··· Material supplied ···

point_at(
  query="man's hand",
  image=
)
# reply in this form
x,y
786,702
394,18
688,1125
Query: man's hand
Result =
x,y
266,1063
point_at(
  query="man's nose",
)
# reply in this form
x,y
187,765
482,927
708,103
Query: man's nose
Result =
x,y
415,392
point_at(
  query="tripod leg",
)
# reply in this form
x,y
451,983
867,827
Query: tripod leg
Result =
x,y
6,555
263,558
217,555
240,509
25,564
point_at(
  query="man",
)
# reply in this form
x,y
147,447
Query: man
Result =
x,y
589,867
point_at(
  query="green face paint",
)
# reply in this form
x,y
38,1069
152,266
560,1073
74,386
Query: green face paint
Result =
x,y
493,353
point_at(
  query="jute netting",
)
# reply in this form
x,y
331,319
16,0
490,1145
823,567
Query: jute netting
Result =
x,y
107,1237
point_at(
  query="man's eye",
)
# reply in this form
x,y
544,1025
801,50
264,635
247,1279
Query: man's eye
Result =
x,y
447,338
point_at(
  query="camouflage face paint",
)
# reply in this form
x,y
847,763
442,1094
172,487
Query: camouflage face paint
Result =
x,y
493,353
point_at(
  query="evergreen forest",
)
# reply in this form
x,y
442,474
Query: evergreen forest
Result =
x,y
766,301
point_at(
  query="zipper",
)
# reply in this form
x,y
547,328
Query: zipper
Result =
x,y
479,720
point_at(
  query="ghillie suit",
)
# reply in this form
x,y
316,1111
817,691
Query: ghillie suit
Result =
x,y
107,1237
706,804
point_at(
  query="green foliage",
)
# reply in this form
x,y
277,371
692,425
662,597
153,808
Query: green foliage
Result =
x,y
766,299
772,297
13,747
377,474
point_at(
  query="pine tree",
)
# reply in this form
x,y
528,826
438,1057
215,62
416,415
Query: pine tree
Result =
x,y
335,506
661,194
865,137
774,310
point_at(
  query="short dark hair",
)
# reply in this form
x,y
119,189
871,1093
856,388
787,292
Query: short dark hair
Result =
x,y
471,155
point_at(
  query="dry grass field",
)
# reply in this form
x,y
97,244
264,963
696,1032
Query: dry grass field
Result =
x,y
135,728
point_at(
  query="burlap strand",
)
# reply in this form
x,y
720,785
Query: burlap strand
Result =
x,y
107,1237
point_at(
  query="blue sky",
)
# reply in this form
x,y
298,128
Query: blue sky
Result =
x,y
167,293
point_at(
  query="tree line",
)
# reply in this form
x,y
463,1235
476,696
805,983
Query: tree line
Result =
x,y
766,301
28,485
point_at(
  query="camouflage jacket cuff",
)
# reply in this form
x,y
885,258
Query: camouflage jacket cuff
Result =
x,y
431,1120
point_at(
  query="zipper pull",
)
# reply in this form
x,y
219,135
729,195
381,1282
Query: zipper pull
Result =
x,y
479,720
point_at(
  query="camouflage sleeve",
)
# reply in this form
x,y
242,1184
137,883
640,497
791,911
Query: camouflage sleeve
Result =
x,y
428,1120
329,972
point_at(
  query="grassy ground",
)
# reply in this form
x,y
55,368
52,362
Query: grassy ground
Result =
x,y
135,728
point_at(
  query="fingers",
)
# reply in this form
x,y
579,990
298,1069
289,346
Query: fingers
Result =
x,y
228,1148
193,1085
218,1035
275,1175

···

- **Prompt**
Each line above must be reproduced exactly as it stands.

- **Exercise solution**
point_at(
  query="man's hand",
  image=
)
# reply in this form
x,y
786,702
394,18
688,1125
Query: man's hand
Result =
x,y
266,1063
point_at(
  query="man's nose",
)
# reply in this form
x,y
187,765
482,927
708,103
Query: man's nose
Result =
x,y
415,392
point_at(
  query="tripod leg",
)
# reply in this form
x,y
451,983
867,827
Query: tripod leg
Result =
x,y
6,555
263,558
217,555
240,509
25,564
point_at(
  query="man",
)
# reply in this form
x,y
147,447
Query: man
Result =
x,y
589,867
point_at(
  query="green face paint",
)
# reply in this form
x,y
38,1069
152,266
560,1073
74,386
Query: green face paint
Result =
x,y
493,353
point_at(
  query="jute netting",
)
# reply in this form
x,y
331,319
16,0
490,1145
823,567
Query: jute netting
Result =
x,y
107,1237
point_at(
  query="man's eye",
)
# reply in this form
x,y
544,1025
801,50
264,635
247,1279
Query: man's eye
Result =
x,y
447,338
point_at(
  query="camouflage face paint",
)
# reply in this form
x,y
847,763
442,1094
172,487
Query: camouflage face paint
Result =
x,y
493,353
point_at(
  query="evergreen forest",
)
# reply in this form
x,y
442,474
Query: evergreen forest
Result =
x,y
766,301
point_at(
  query="zipper",
)
# reply in this form
x,y
547,328
Query: zipper
Result =
x,y
479,720
point_at(
  query="ghillie suit",
)
# reply in this form
x,y
316,1111
817,691
Query: ghillie suit
Result =
x,y
107,1237
706,804
point_at(
  query="green foliage",
)
# reply in this form
x,y
277,371
692,425
662,597
153,808
Query: green foliage
Result =
x,y
766,299
772,297
13,747
377,474
point_at(
  query="pine tree",
)
# reply in this form
x,y
528,826
438,1057
215,62
416,415
Query: pine tree
Result =
x,y
335,506
661,194
865,137
774,310
point_at(
  query="short dark hair",
)
# reply in this form
x,y
119,189
871,1093
856,388
787,292
Query: short dark hair
Result =
x,y
471,155
point_at(
  query="dry grass field",
)
# reply in this form
x,y
97,244
264,963
696,1032
Query: dry grass field
Result =
x,y
135,728
point_at(
  query="burlap strand",
)
# reply in this form
x,y
720,785
Query: burlap strand
Result =
x,y
107,1237
point_at(
  query="blue sky",
)
# reply in this form
x,y
298,128
Query: blue sky
Result =
x,y
167,293
point_at(
  query="tree line",
)
# reply in this form
x,y
463,1235
476,696
805,983
Query: tree line
Result =
x,y
766,301
28,485
point_at(
  query="camouflage jacket cuff",
)
# reply in this form
x,y
885,258
Query: camouflage jacket cuff
Result =
x,y
431,1120
point_at(
  query="zipper pull",
)
# reply in this form
x,y
219,135
729,195
381,1282
Query: zipper pull
Result =
x,y
479,720
point_at(
  query="camouflage sleeve",
)
# reply in this form
x,y
242,1184
137,883
640,497
791,911
Query: camouflage sleeve
Result =
x,y
428,1120
329,972
point_at(
  query="grassy ground",
)
# reply in this form
x,y
55,368
52,362
Query: grassy ground
Result =
x,y
135,728
point_at(
  query="fingers",
)
# reply in this form
x,y
579,990
298,1069
289,346
Query: fingers
Result =
x,y
228,1148
193,1085
218,1035
275,1175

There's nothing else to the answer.